PROMPT 1: Please find each line in the entries that contains the string "person", treating uppercase and lowercase as different, and copy those lines out.

TEXT TO READ:

First, kudos go to my pal Rogelio Bernal Andreo, who took this magnificent shot. It shows the Andromeda galaxy, the closest big spiral galaxy to our own, and in fact the other big member of our neighborhood galaxy minicluster called the Local Group. At 2.5 million light-years away, it’s bright enough to see with the naked eye from moderately dark sites and shows quite a bit of detail even through small telescopes.
Rogelio’s image is unusual. First of all, it shows a huge area of the sky; Andromeda is several times the apparent size of the full Moon in the sky (see here for a comparison). Hold up your hand, and fold in your pinky and thumb; the width and length of your three middle fingers extended at arm’s length would be about the same area of sky as the photo.
The image is a composite of “natural” color imaging using red, green, and blue filters to mimic what we’d see with our eyes, together with a “luminance” or white-light image, taken with no filter. That adds detail and depth to the image; together astrophotographers call it an LRGB image.
But there’s more. He also took many hours worth of observations using a filter that lets through a very specific wavelength, or color, of light. This red light, called Hα (literally, “H alpha”) is emitted by warm hydrogen gas. Since hydrogen is so common throughout the Universe, an Hα filter is very useful; you can use it to accentuate nebulae and galaxies.
The red clouds in the image are hydrogen nebulae. They’re extremely faint; Rogelio had to work very hard to make them visible above the background light of the sky. In the photo their brightness has been magnified by a substantial amount, so the image isn’t “natural” in that sense; if Andromeda had been scaled on the same brightness range as the clouds, the galaxy would be vastly overexposed, a huge white blob blotting out everything around it.

DATASET:
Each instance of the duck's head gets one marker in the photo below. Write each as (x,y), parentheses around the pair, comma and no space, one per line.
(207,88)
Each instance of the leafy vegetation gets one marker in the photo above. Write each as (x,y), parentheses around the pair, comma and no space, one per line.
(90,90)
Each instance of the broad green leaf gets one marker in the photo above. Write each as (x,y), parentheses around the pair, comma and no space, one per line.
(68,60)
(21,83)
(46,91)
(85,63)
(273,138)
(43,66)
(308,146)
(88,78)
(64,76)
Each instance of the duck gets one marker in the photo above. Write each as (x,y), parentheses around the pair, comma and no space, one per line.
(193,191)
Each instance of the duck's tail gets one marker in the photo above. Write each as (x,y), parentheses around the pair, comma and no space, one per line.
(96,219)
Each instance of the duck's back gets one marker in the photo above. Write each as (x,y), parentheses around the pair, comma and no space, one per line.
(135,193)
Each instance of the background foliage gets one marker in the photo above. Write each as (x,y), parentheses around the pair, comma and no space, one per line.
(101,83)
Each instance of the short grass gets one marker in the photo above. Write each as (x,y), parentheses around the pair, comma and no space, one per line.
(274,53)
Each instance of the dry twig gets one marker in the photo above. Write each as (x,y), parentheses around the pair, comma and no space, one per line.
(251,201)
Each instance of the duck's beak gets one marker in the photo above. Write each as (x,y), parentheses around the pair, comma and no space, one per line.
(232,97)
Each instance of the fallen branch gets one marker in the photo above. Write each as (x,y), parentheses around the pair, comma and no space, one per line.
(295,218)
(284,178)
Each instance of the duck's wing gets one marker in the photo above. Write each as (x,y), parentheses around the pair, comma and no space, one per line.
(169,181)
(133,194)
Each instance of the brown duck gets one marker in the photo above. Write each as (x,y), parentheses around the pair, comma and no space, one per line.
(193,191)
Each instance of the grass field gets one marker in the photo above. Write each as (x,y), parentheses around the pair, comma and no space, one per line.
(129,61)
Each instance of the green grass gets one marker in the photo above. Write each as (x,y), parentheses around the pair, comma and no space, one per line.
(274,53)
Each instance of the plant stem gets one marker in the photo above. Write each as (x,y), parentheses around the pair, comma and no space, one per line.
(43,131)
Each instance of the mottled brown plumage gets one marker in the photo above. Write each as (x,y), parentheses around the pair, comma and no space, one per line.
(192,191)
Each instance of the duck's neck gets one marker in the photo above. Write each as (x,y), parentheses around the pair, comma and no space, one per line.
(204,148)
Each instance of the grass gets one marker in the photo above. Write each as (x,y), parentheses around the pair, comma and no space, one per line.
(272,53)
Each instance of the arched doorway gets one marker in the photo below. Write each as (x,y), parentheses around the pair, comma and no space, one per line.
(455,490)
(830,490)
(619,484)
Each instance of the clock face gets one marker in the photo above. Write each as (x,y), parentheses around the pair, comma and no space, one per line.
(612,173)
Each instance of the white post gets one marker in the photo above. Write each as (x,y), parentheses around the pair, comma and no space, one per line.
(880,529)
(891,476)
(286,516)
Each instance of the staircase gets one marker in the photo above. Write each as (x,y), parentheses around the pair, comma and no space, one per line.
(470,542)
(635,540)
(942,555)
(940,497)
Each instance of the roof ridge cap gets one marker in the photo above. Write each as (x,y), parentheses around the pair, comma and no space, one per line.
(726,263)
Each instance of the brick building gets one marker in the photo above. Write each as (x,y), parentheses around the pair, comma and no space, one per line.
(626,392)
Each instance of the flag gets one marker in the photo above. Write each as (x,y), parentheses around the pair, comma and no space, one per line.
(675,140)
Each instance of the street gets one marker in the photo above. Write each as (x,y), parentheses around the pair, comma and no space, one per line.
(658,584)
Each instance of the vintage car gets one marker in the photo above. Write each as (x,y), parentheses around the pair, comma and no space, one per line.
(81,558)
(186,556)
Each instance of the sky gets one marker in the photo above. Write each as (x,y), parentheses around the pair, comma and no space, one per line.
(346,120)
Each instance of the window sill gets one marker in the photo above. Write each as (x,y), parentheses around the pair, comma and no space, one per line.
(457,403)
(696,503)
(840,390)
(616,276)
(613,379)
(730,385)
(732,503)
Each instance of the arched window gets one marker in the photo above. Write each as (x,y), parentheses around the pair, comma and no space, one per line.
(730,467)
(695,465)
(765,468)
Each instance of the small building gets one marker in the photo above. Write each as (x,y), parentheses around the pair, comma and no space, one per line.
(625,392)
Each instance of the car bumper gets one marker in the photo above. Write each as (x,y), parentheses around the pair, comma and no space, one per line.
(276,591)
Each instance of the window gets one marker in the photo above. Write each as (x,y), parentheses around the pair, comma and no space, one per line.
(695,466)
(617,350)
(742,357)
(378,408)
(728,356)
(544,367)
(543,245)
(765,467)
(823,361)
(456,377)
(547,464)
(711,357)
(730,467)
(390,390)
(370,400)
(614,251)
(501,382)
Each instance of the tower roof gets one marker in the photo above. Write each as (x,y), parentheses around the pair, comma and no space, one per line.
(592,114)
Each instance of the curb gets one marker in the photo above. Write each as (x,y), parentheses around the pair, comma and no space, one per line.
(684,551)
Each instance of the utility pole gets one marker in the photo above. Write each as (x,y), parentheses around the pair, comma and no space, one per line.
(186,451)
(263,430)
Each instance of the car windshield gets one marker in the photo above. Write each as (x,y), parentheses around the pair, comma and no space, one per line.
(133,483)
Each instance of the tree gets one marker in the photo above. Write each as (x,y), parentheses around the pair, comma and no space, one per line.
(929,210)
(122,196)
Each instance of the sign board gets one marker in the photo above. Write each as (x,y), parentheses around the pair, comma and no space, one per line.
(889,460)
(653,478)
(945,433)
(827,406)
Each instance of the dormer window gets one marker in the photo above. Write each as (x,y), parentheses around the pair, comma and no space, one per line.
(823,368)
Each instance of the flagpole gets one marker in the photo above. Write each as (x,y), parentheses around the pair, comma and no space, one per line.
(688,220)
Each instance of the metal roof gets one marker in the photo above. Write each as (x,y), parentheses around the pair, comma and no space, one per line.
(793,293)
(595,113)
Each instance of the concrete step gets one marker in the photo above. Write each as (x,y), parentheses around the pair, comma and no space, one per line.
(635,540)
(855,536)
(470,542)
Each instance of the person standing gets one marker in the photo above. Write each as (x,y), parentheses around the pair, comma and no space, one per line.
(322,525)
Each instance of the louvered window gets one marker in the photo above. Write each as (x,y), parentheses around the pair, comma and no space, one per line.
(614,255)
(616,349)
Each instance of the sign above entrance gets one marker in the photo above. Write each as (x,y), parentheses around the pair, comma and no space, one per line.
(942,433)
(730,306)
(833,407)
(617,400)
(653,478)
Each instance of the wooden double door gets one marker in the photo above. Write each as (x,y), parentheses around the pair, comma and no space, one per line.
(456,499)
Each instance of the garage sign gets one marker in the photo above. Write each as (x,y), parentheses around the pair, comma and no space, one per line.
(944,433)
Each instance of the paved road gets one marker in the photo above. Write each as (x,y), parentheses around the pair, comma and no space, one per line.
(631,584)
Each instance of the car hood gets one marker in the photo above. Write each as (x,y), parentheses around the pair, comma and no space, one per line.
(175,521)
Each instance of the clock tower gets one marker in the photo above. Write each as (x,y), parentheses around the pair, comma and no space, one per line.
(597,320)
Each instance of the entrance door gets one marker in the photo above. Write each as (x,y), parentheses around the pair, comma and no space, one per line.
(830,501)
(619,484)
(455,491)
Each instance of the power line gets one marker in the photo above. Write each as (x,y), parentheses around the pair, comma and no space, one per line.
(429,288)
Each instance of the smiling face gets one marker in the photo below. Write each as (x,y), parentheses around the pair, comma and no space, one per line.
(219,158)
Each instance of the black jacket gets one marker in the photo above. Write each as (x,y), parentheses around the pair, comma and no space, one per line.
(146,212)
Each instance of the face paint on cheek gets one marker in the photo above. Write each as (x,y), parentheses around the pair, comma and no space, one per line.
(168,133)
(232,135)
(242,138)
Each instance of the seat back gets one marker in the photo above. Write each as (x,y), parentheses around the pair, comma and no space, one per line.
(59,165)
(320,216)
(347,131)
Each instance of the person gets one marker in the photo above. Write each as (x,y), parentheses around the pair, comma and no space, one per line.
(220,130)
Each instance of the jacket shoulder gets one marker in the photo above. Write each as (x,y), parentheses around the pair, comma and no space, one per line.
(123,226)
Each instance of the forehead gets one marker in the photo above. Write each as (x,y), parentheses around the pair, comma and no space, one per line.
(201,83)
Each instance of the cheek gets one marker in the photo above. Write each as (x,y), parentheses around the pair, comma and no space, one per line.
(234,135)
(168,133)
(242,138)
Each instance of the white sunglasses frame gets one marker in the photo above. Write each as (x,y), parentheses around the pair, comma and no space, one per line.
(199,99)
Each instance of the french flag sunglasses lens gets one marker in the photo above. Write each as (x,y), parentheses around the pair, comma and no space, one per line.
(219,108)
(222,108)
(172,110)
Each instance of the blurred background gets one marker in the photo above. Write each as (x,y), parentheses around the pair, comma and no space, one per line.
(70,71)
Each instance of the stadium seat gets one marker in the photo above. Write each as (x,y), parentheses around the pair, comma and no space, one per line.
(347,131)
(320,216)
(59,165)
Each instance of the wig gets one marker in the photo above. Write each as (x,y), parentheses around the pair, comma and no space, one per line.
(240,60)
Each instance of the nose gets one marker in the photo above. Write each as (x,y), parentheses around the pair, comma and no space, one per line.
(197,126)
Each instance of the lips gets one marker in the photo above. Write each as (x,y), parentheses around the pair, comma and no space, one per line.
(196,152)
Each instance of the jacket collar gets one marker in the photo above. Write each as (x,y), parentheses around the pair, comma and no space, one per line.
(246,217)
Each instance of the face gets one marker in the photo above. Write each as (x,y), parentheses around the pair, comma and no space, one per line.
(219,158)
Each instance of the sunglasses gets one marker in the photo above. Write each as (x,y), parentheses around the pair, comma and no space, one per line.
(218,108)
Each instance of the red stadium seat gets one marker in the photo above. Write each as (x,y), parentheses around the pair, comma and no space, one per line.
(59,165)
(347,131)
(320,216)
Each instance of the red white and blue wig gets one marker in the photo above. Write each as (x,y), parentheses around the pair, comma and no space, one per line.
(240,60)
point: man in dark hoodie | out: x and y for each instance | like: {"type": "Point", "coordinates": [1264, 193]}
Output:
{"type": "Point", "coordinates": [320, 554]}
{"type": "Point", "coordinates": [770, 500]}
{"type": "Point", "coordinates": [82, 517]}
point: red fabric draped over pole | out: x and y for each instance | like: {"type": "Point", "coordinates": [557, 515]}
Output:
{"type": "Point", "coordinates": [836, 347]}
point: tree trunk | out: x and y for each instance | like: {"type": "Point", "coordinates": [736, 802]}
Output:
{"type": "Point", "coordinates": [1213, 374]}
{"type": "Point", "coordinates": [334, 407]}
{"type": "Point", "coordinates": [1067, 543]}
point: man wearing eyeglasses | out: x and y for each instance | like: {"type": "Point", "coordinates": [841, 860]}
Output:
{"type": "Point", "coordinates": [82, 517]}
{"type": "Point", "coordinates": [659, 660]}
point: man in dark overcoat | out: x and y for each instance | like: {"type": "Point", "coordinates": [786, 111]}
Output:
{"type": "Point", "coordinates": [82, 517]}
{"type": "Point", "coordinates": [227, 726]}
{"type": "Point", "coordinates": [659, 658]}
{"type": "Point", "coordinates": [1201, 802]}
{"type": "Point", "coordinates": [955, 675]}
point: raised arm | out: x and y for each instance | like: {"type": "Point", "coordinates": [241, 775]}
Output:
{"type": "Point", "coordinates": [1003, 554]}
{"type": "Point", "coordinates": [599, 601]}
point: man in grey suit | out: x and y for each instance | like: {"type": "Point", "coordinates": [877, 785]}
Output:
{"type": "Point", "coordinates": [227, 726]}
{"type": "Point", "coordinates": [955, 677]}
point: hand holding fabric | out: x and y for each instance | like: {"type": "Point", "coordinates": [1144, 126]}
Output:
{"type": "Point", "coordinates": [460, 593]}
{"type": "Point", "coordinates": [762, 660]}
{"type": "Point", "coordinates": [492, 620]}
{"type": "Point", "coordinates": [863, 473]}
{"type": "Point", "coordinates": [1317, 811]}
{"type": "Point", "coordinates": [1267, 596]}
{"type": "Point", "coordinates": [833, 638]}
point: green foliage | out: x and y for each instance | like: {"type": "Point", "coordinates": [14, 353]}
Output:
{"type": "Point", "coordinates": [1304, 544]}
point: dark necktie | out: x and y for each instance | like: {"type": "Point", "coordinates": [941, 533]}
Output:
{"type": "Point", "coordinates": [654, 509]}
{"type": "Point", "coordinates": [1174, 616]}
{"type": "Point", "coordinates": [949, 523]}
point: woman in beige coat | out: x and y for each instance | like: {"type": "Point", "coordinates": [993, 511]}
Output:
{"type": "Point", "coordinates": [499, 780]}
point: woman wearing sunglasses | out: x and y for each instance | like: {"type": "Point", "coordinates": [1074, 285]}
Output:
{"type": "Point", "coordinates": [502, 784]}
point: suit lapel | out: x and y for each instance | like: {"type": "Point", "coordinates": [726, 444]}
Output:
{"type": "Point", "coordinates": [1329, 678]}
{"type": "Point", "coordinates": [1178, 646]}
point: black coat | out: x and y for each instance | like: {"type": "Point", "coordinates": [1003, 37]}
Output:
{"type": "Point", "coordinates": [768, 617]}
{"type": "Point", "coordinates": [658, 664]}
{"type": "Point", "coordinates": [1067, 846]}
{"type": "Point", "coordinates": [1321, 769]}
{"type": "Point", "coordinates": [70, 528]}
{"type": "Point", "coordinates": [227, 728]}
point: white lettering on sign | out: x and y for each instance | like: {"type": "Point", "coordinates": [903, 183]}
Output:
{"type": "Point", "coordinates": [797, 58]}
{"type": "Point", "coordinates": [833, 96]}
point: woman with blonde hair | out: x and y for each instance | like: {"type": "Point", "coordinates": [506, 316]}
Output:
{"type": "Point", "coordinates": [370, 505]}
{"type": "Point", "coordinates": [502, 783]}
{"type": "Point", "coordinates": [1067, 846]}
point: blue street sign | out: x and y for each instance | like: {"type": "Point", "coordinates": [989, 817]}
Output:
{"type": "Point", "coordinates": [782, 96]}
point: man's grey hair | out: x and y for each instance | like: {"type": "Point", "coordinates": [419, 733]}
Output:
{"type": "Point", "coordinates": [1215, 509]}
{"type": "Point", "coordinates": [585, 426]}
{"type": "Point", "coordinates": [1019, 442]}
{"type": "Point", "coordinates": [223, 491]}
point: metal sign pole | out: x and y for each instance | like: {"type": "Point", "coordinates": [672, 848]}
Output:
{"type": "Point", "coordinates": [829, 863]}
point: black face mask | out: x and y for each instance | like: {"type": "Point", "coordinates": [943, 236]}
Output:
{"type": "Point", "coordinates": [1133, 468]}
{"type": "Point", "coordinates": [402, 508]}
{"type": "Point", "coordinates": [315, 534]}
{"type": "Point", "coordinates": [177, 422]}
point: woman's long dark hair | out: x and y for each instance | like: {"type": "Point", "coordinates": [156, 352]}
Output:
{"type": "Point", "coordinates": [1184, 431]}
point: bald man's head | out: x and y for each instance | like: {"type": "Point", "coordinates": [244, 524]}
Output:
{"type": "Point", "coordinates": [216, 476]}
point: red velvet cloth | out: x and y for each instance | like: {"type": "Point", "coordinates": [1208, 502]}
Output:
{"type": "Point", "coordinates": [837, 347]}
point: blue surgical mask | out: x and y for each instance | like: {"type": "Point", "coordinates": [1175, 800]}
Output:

PROMPT 2: According to the passage on the Andromeda photo, why is an Hα filter very useful? Answer in one to three sentences.

FULL OUTPUT 1:
Each instance of the person standing gets one marker in the photo above. Write each as (x,y), parentheses around the pair, comma and no space, one per line.
Each instance of the person gets one marker in the photo above. Write each as (x,y), parentheses around the pair, comma and no space, one per line.

FULL OUTPUT 2: An Hα filter passes the specific red light emitted by warm hydrogen gas. Because hydrogen is so common throughout the Universe, the filter can be used to accentuate nebulae and galaxies.